YOUR INSTRUCTIONS - For the entries below, work out how many lines include the string "rear", then write only that number.

-------- DATA FOR THE TASK --------

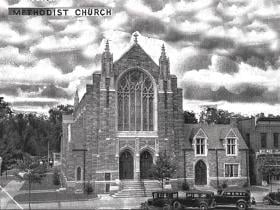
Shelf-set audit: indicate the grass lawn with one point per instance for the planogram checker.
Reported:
(5, 180)
(51, 197)
(46, 184)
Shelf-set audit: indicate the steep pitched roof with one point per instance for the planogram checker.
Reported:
(136, 48)
(216, 135)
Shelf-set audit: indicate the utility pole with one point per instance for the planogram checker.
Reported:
(84, 150)
(217, 167)
(48, 153)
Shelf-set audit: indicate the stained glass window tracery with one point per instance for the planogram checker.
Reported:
(135, 102)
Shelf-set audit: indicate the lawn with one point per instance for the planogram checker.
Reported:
(4, 180)
(46, 184)
(51, 197)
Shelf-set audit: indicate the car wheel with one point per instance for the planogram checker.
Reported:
(266, 201)
(177, 205)
(167, 207)
(203, 206)
(241, 206)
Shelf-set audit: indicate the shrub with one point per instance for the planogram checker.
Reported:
(224, 185)
(88, 188)
(56, 177)
(246, 184)
(185, 186)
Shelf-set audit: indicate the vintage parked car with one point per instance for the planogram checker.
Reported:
(241, 198)
(161, 200)
(194, 199)
(272, 198)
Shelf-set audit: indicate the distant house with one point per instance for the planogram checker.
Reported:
(262, 137)
(215, 154)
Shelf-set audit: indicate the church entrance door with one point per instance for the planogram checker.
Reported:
(200, 173)
(146, 161)
(126, 165)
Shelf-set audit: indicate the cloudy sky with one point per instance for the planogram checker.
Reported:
(223, 52)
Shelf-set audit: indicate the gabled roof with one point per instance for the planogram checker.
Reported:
(216, 134)
(135, 47)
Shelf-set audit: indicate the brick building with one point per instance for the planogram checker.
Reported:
(215, 154)
(130, 112)
(262, 137)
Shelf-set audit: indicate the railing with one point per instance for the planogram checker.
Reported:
(268, 151)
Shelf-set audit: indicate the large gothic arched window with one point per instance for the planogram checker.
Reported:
(135, 102)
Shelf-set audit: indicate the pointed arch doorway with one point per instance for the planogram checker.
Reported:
(126, 165)
(146, 161)
(200, 173)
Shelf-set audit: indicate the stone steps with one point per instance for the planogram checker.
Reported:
(137, 188)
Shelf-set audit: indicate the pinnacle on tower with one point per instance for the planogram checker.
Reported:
(107, 48)
(76, 99)
(163, 54)
(135, 37)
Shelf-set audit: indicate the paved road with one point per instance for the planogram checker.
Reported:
(112, 204)
(6, 194)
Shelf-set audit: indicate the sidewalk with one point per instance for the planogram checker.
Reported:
(8, 192)
(110, 203)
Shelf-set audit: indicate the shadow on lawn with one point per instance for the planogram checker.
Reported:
(52, 197)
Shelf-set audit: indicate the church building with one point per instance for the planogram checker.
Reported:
(129, 114)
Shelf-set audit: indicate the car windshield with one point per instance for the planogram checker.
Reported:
(164, 195)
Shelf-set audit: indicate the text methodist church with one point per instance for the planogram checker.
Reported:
(130, 113)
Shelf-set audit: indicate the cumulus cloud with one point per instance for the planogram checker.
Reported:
(220, 50)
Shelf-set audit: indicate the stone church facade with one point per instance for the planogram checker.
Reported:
(130, 113)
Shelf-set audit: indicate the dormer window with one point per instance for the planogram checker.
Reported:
(231, 146)
(231, 143)
(200, 143)
(200, 146)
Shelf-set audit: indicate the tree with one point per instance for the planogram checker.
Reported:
(189, 117)
(211, 114)
(55, 118)
(34, 172)
(268, 166)
(165, 167)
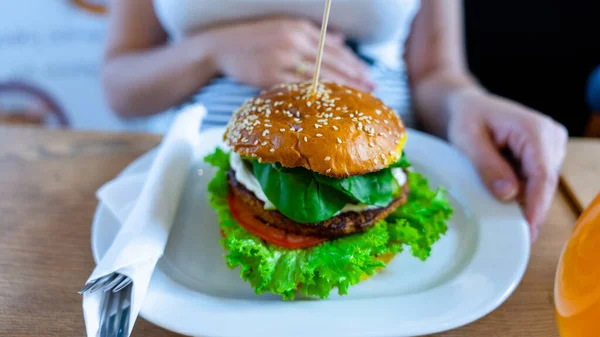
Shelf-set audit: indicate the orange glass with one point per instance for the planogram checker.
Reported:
(577, 286)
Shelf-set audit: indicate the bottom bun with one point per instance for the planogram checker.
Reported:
(385, 258)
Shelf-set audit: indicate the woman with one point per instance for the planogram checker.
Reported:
(164, 52)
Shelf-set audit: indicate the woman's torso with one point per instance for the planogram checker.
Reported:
(378, 28)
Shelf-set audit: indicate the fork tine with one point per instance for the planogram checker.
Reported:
(91, 284)
(104, 317)
(124, 323)
(86, 287)
(122, 285)
(110, 285)
(122, 304)
(101, 282)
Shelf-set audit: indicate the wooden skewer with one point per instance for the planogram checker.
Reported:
(321, 47)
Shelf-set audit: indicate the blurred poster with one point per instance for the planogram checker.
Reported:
(50, 56)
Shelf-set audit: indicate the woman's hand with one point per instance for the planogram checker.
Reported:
(272, 51)
(485, 127)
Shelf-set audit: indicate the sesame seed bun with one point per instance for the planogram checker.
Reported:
(340, 132)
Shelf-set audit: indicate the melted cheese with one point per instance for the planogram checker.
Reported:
(246, 177)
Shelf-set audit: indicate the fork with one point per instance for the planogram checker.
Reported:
(116, 303)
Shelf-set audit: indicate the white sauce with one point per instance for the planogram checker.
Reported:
(246, 177)
(399, 175)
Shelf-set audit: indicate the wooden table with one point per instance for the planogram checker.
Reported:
(47, 185)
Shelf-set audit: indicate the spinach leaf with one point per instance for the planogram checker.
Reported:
(375, 188)
(297, 194)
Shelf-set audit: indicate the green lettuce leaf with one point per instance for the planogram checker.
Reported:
(341, 263)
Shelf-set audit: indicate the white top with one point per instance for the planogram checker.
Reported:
(379, 26)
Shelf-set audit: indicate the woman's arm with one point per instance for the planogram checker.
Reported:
(436, 61)
(142, 74)
(486, 128)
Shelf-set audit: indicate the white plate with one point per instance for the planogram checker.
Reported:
(471, 271)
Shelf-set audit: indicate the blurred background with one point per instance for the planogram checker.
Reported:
(538, 52)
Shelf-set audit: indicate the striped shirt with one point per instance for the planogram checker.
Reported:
(223, 96)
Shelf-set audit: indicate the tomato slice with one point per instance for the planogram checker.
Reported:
(273, 235)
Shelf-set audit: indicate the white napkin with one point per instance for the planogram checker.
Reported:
(146, 223)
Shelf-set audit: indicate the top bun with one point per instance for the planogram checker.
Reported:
(340, 132)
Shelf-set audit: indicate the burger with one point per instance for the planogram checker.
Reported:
(314, 191)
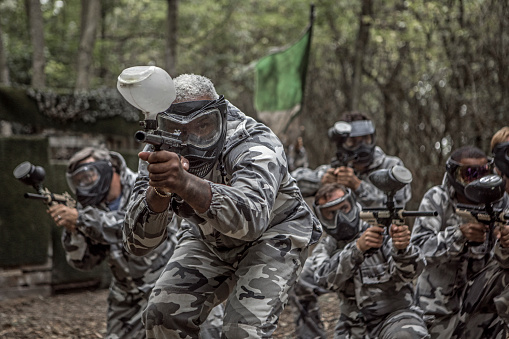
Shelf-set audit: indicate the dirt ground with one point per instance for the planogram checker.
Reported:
(80, 315)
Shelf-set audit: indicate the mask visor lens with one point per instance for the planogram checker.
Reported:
(84, 177)
(202, 131)
(467, 174)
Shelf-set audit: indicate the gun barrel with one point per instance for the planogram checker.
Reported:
(156, 140)
(419, 213)
(37, 196)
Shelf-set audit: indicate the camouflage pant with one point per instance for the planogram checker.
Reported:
(304, 298)
(404, 324)
(485, 313)
(254, 281)
(125, 311)
(401, 325)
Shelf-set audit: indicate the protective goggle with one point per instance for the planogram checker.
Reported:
(465, 174)
(328, 213)
(195, 123)
(201, 131)
(86, 176)
(363, 132)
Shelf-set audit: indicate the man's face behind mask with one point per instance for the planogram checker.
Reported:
(201, 128)
(91, 181)
(339, 215)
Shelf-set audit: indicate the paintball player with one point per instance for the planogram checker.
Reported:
(245, 228)
(365, 158)
(92, 233)
(297, 155)
(375, 290)
(458, 252)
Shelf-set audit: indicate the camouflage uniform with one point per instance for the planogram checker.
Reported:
(98, 238)
(305, 294)
(247, 248)
(375, 290)
(459, 279)
(367, 194)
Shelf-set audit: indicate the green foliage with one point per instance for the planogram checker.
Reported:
(434, 75)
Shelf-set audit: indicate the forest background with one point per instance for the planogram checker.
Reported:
(434, 75)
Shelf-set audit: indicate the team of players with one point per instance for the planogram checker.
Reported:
(214, 241)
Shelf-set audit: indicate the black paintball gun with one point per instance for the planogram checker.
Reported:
(390, 181)
(484, 193)
(34, 176)
(159, 141)
(338, 134)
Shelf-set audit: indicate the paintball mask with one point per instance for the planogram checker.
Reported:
(340, 217)
(501, 154)
(91, 181)
(461, 175)
(201, 128)
(360, 144)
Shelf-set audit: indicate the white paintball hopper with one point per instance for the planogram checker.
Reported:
(148, 88)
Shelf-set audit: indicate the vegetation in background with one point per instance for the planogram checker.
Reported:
(433, 74)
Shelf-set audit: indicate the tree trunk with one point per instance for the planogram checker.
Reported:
(4, 70)
(365, 20)
(37, 38)
(90, 17)
(171, 38)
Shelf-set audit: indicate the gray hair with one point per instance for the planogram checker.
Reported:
(191, 87)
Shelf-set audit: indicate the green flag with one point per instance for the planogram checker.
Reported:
(281, 77)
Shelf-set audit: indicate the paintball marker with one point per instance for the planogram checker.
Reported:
(151, 90)
(159, 141)
(34, 176)
(390, 181)
(485, 192)
(338, 134)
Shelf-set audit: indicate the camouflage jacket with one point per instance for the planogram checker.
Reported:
(367, 194)
(99, 237)
(371, 286)
(254, 196)
(451, 260)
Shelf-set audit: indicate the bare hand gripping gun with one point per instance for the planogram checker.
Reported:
(390, 181)
(34, 176)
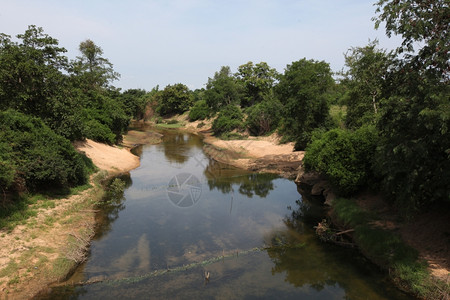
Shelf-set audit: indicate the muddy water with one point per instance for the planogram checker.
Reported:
(183, 216)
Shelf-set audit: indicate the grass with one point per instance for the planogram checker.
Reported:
(388, 250)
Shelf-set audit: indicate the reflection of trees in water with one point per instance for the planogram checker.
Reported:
(223, 177)
(305, 261)
(177, 145)
(305, 265)
(110, 207)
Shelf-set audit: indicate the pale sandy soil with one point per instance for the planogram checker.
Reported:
(30, 253)
(109, 158)
(260, 154)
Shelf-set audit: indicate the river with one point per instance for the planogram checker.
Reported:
(188, 227)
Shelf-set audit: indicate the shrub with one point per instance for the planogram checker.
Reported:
(99, 132)
(344, 156)
(36, 155)
(264, 116)
(174, 99)
(199, 111)
(229, 119)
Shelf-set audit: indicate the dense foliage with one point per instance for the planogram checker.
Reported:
(405, 95)
(345, 157)
(33, 157)
(199, 111)
(174, 99)
(228, 119)
(265, 116)
(46, 101)
(303, 90)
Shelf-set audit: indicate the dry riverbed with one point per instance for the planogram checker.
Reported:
(47, 246)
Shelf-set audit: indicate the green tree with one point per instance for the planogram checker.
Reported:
(303, 90)
(423, 23)
(135, 102)
(31, 77)
(413, 157)
(36, 156)
(199, 111)
(221, 90)
(365, 80)
(264, 116)
(256, 80)
(174, 99)
(228, 119)
(344, 156)
(92, 70)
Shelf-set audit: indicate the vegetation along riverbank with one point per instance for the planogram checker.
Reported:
(373, 140)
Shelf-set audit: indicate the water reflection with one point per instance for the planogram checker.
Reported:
(239, 211)
(110, 207)
(178, 146)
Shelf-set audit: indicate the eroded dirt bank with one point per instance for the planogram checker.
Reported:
(262, 154)
(47, 246)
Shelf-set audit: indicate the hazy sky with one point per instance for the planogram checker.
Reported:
(158, 42)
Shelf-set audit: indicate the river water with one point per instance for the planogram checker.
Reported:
(184, 217)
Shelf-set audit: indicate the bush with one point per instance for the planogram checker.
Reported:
(229, 119)
(264, 116)
(174, 99)
(199, 111)
(36, 155)
(99, 132)
(344, 156)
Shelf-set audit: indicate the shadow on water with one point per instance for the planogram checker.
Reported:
(252, 232)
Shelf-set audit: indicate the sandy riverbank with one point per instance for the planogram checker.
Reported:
(47, 246)
(258, 154)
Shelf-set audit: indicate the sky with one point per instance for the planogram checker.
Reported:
(158, 42)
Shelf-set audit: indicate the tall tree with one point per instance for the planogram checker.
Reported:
(419, 22)
(257, 80)
(31, 72)
(413, 158)
(91, 68)
(365, 80)
(221, 90)
(303, 90)
(174, 99)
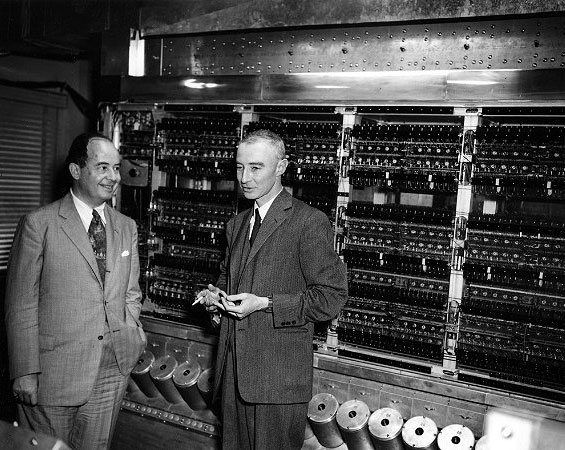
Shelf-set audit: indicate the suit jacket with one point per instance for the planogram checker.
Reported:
(57, 305)
(293, 260)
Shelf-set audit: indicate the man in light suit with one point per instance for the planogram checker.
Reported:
(73, 303)
(274, 285)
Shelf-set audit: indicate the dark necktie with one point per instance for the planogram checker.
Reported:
(97, 236)
(256, 226)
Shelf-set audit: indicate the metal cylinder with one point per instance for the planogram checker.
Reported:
(322, 410)
(206, 385)
(185, 378)
(455, 437)
(308, 433)
(484, 443)
(140, 374)
(385, 427)
(162, 375)
(420, 433)
(352, 419)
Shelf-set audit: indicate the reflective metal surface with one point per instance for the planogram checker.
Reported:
(477, 87)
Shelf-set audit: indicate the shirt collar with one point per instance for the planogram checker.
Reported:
(85, 211)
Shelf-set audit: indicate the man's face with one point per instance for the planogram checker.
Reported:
(98, 180)
(259, 171)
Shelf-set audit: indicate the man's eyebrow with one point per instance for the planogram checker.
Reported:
(105, 163)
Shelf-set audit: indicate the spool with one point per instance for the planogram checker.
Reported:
(455, 437)
(140, 374)
(352, 419)
(420, 433)
(385, 427)
(162, 375)
(308, 433)
(322, 410)
(484, 443)
(206, 385)
(185, 379)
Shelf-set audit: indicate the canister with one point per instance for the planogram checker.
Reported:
(185, 379)
(162, 375)
(455, 437)
(140, 374)
(420, 433)
(322, 411)
(352, 419)
(385, 427)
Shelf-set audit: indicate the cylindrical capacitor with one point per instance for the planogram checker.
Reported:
(420, 433)
(140, 374)
(206, 385)
(484, 443)
(352, 419)
(322, 410)
(185, 378)
(162, 375)
(385, 426)
(455, 437)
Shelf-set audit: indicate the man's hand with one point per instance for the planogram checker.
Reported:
(25, 389)
(241, 305)
(210, 298)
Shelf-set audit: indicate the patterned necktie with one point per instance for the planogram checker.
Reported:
(97, 236)
(256, 226)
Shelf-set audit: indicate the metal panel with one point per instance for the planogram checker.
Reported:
(226, 89)
(356, 88)
(511, 85)
(200, 16)
(362, 88)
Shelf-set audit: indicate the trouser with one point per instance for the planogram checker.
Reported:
(248, 426)
(89, 426)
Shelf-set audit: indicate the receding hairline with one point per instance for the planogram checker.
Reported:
(277, 145)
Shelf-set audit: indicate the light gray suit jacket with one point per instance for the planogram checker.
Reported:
(293, 260)
(56, 304)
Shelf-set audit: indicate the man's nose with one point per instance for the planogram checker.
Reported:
(115, 176)
(244, 176)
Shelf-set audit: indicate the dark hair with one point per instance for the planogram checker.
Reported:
(78, 152)
(272, 139)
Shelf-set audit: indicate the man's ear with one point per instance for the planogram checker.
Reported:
(281, 166)
(74, 169)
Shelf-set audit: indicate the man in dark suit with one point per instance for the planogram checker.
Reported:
(282, 275)
(73, 303)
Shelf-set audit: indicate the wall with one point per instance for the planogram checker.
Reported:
(77, 75)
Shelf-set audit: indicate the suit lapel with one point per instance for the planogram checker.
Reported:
(112, 239)
(278, 212)
(72, 226)
(240, 249)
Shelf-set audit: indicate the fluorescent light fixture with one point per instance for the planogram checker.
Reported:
(193, 84)
(136, 63)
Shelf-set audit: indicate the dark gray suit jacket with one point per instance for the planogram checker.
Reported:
(56, 304)
(293, 260)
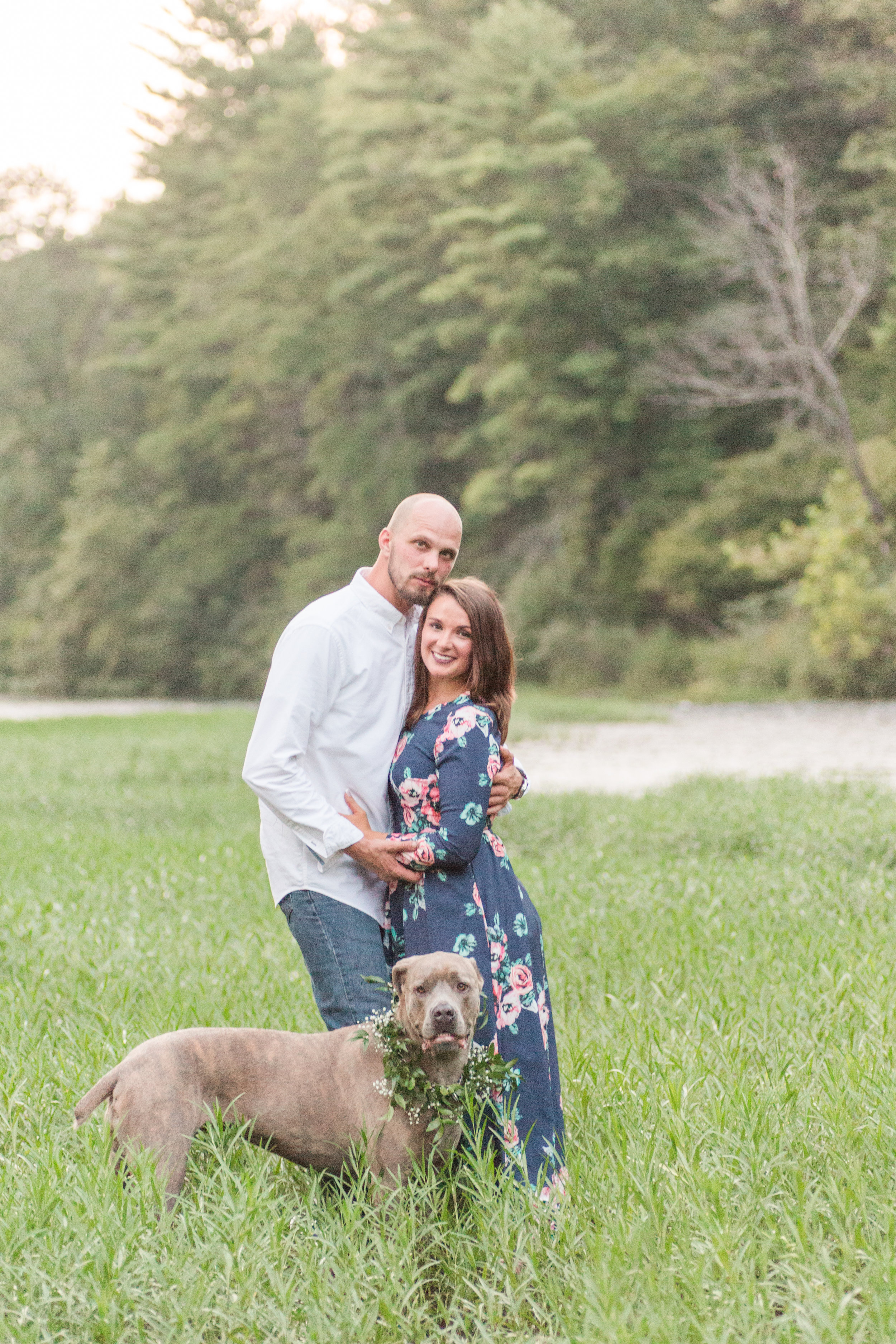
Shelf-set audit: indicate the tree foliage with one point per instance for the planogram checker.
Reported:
(440, 267)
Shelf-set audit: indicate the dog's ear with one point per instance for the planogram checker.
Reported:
(400, 972)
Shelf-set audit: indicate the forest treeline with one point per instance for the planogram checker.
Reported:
(451, 265)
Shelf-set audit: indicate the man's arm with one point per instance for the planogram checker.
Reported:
(510, 783)
(303, 685)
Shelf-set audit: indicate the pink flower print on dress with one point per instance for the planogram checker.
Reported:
(461, 722)
(413, 795)
(430, 804)
(522, 978)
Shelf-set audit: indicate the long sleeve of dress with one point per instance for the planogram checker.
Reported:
(456, 797)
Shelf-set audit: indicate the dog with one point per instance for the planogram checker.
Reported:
(311, 1098)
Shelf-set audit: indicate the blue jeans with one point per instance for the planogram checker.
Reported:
(340, 947)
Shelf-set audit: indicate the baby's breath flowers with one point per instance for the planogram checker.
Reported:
(485, 1077)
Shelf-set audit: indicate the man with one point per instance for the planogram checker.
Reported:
(334, 707)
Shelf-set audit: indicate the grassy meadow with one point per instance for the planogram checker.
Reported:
(725, 980)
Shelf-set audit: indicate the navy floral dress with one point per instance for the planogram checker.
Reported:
(469, 901)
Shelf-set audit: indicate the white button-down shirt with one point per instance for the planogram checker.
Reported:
(334, 707)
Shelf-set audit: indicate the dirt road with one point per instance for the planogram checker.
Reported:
(749, 741)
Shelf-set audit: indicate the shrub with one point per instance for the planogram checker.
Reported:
(583, 658)
(661, 662)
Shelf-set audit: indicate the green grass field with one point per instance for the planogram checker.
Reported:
(725, 979)
(539, 711)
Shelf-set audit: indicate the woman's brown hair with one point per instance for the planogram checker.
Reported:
(492, 666)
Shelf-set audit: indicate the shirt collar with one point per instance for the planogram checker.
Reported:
(377, 602)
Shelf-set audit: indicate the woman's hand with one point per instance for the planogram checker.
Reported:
(382, 857)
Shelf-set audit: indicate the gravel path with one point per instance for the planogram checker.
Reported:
(749, 741)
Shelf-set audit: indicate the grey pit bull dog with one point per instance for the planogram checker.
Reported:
(311, 1098)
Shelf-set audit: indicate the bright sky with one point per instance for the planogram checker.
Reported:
(72, 77)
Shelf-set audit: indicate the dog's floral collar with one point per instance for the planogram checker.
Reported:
(485, 1077)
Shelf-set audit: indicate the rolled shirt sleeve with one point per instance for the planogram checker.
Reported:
(305, 678)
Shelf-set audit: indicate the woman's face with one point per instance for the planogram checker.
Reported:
(447, 644)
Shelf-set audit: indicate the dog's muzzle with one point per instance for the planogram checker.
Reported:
(445, 1043)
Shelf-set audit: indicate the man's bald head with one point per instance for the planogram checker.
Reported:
(418, 550)
(430, 510)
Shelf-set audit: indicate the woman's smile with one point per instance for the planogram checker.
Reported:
(447, 647)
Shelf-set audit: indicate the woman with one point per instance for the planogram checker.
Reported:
(468, 898)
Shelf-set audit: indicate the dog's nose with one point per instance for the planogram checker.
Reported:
(444, 1016)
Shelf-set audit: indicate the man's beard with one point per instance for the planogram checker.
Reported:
(416, 596)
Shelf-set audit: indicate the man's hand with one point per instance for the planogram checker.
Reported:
(506, 784)
(382, 857)
(375, 851)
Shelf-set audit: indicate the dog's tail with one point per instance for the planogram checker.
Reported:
(100, 1092)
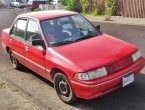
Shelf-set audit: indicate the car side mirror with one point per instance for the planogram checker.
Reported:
(98, 27)
(38, 42)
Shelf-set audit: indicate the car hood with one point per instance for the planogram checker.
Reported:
(94, 52)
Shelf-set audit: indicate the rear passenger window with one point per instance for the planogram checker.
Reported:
(18, 30)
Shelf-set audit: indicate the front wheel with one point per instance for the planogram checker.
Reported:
(14, 61)
(63, 88)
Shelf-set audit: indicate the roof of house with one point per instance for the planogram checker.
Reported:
(43, 15)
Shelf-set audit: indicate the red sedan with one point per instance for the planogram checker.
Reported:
(66, 49)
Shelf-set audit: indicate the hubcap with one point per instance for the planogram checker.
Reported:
(63, 87)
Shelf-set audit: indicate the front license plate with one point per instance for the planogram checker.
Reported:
(127, 79)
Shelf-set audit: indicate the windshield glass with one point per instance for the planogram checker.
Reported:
(69, 29)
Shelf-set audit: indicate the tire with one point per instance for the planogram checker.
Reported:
(63, 88)
(14, 61)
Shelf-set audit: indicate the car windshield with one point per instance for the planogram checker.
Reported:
(68, 29)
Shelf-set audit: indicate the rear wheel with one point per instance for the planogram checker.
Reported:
(14, 61)
(63, 88)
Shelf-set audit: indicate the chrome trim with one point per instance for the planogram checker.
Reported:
(31, 61)
(35, 63)
(18, 54)
(106, 81)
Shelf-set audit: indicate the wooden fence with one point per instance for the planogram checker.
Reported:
(127, 8)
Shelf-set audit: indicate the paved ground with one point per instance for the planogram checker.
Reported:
(119, 20)
(25, 90)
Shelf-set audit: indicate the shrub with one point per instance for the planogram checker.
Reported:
(110, 8)
(73, 5)
(85, 5)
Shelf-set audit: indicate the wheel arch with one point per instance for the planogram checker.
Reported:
(54, 71)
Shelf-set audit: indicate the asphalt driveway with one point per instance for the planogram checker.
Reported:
(25, 90)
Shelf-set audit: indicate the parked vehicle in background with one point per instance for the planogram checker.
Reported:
(55, 2)
(18, 4)
(32, 4)
(72, 53)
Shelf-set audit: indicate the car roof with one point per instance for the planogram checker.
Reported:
(43, 15)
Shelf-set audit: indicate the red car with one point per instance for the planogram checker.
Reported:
(66, 49)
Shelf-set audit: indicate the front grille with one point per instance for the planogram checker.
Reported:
(121, 64)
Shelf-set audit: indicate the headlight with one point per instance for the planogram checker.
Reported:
(136, 56)
(92, 74)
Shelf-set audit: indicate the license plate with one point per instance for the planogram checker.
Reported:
(127, 79)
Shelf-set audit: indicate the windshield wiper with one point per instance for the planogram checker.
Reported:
(85, 37)
(60, 43)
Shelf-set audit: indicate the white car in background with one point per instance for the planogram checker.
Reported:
(18, 4)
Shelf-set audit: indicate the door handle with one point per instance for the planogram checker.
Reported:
(26, 48)
(10, 40)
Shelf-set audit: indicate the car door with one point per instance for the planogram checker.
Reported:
(16, 39)
(34, 55)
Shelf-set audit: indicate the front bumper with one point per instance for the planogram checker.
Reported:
(94, 88)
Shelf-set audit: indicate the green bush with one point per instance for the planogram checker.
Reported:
(64, 2)
(110, 8)
(72, 5)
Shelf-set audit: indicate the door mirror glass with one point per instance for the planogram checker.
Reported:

--------

ANSWER FOR THE TASK - 2